Extracted records:
◆ ◆ ◆ ◆

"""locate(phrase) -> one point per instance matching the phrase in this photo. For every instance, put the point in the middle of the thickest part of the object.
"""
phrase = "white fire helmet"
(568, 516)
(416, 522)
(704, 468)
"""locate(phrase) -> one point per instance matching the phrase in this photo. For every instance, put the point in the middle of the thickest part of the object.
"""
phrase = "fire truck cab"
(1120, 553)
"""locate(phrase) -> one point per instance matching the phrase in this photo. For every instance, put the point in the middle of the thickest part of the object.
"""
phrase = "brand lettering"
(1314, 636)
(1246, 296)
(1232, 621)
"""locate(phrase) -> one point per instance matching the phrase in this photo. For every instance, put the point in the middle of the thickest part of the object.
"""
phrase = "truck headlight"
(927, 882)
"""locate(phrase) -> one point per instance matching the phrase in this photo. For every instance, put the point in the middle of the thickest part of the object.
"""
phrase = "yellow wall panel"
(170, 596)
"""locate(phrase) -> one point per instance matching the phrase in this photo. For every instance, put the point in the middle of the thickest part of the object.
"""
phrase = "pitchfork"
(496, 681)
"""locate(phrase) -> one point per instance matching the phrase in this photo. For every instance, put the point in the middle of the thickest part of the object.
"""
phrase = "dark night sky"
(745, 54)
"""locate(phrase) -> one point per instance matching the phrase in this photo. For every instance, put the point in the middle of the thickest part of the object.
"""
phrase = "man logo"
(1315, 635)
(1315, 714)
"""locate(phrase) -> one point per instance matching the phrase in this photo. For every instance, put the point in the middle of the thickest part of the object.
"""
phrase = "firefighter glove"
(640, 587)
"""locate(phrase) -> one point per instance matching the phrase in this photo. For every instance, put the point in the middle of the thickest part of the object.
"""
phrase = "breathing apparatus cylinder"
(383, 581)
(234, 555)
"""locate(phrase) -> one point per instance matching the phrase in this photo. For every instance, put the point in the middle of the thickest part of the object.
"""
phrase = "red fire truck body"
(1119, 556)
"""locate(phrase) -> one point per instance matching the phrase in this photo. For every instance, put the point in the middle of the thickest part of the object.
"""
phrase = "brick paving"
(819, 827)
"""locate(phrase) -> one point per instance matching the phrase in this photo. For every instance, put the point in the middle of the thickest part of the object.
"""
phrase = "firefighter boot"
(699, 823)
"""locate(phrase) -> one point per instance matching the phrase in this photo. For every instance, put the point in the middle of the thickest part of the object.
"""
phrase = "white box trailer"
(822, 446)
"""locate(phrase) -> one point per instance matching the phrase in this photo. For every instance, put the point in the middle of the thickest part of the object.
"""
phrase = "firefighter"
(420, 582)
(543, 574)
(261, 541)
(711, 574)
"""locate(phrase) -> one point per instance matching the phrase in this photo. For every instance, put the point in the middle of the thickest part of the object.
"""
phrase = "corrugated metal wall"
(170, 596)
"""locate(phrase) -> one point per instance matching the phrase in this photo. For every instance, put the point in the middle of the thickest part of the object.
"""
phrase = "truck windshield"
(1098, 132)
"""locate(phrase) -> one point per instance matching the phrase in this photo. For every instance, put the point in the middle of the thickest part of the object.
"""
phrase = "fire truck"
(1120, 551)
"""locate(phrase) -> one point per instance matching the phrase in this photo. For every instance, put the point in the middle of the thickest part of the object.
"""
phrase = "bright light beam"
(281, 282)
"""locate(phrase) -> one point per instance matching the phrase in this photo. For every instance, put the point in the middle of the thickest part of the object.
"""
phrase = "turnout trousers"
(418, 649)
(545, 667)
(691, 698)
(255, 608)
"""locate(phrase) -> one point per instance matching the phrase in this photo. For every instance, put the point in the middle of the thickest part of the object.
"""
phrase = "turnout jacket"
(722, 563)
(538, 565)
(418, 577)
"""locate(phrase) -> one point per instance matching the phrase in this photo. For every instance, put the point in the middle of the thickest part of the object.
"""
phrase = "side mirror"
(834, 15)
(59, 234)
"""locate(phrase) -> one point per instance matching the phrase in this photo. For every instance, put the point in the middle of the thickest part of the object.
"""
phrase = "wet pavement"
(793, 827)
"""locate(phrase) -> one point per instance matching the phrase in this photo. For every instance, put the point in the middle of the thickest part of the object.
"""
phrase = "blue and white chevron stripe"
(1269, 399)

◆ ◆ ◆ ◆

WORK REQUEST: Your job here is to copy the entries above exactly.

ANSWER SECTION:
"""locate(phrase) -> one point per instance matching the phrase in this photo. For every instance, put the point in the middle of the thickest part of the object.
"""
phrase = "white fire helmet"
(568, 516)
(416, 522)
(704, 468)
"""locate(phrase) -> one point per instance matching the phrase in this photo. For every instance, put the point in the middle of the thickest part of the object.
"""
phrase = "fire truck cab"
(1120, 553)
"""locate(phrase) -> one point per instance matching the phrase in this photo. For every instance, put the point in the middle of the thickest part of the object.
"""
phrase = "brand lettering"
(1314, 636)
(1246, 296)
(1232, 621)
"""locate(phrase) -> one point per instance matching the phrase in this photo. For every instance, put the point in the middle of the thickest part of the object.
"""
phrase = "truck headlight"
(927, 882)
"""locate(phrase) -> one point per instance matching the phrase in this photo. For every instance, put the point in the middle of the thickest part of the object.
"""
phrase = "yellow wall panel"
(170, 596)
"""locate(phrase) -> one point per instance matching the phrase in this photo. For every instance, put the point in the middle of the thickest part of the object.
"""
phrase = "pitchfork"
(496, 681)
"""locate(phrase) -> one point per instance matching the phrase in this photo. For every instance, put the point in the middle of the thickest part of the object.
"""
phrase = "dark night sky"
(745, 54)
"""locate(phrase) -> one point per instance matching the phrase in this photo. For every instance, put the point in the middle of the thickest part of the object.
"""
phrase = "man logo"
(1315, 635)
(1315, 714)
"""locate(phrase) -> one point per instance matching the phrase in this photo. For every instance, put the point in the middle of the thickest part of the object.
"""
phrase = "firefighter glove"
(640, 587)
"""locate(phrase) -> one point per instance matching the phrase in this photo. For every instance, put the point in the middle of the thickest part of the object.
"""
phrase = "breathing apparatus cylinder"
(383, 581)
(234, 555)
"""locate(phrase) -> one point per instance matching the phrase in this photo. For every instance, put the point in the middle of the thickest part of the object.
"""
phrase = "red fire truck body"
(1119, 556)
"""locate(phrase) -> one point per instance matching the phrase in this photo. For every instance, put the point in the middle of the thickest part of the object.
"""
phrase = "brick paving"
(819, 827)
"""locate(phrase) -> one point per instance matching the phrase in this photo. For every instance, put the point in the middle of the thickest part of the object.
"""
phrase = "firefighter boot"
(699, 823)
"""locate(phrase) -> one point per instance matching the phrase in this photo. For every instance, put the point in the middle of the thickest part of the object.
"""
phrase = "white box trailer"
(822, 446)
"""locate(phrase) -> one point per instance matching the phrase in this photo. For every instance, put the point in the middle of the thickest part of the object.
"""
phrase = "firefighter"
(420, 582)
(543, 574)
(261, 541)
(711, 574)
"""locate(phrase) -> one point per instance matching the phrase in this photo. For every instance, put the point in the middle of the thickest part of the object.
"""
phrase = "corrugated metal wall"
(170, 596)
"""locate(phrase) -> one point per instance matching the phrase in this photo. For every instance, put the point in the middle of the thickest part of the object.
"""
phrase = "truck windshield"
(1098, 132)
"""locate(phrase) -> one point per instance matching the phrase in this photo. For every instance, put the point in the middle of the thickest part of the object.
"""
phrase = "fire truck"
(1120, 551)
"""locate(phrase) -> one point per instance matching the phrase in this photo. For every instance, put the point in the middle of the thickest part of the object.
"""
phrase = "bright light beam"
(281, 282)
"""locate(phrase) -> one point per instance matching the phrase in this photo. For every instance, put the point in the middle of the thickest part of the object.
"""
phrase = "turnout trousers"
(418, 649)
(545, 667)
(691, 698)
(255, 608)
"""locate(phrase) -> one point per instance matching the phrase in this photo. For every instance, put the point in the middle of the thickest part of the object.
"""
phrase = "turnout jacket"
(722, 563)
(538, 565)
(418, 577)
"""locate(phrase) -> one point per instance matching the phrase in this photo. For every instance, put the point in the middle of the thickest part of the object.
"""
phrase = "side mirror"
(834, 15)
(59, 234)
"""locate(phrase) -> one point per instance matching the phrase in this photo. For every instance, put the point in the middle of the thickest part of the object.
"""
phrase = "wet pavement"
(793, 827)
"""locate(phrase) -> one point per instance matching the phrase in this photo. For every instance, put the point in the middle of the thickest part of the object.
"""
phrase = "blue and white chevron stripe"
(1269, 399)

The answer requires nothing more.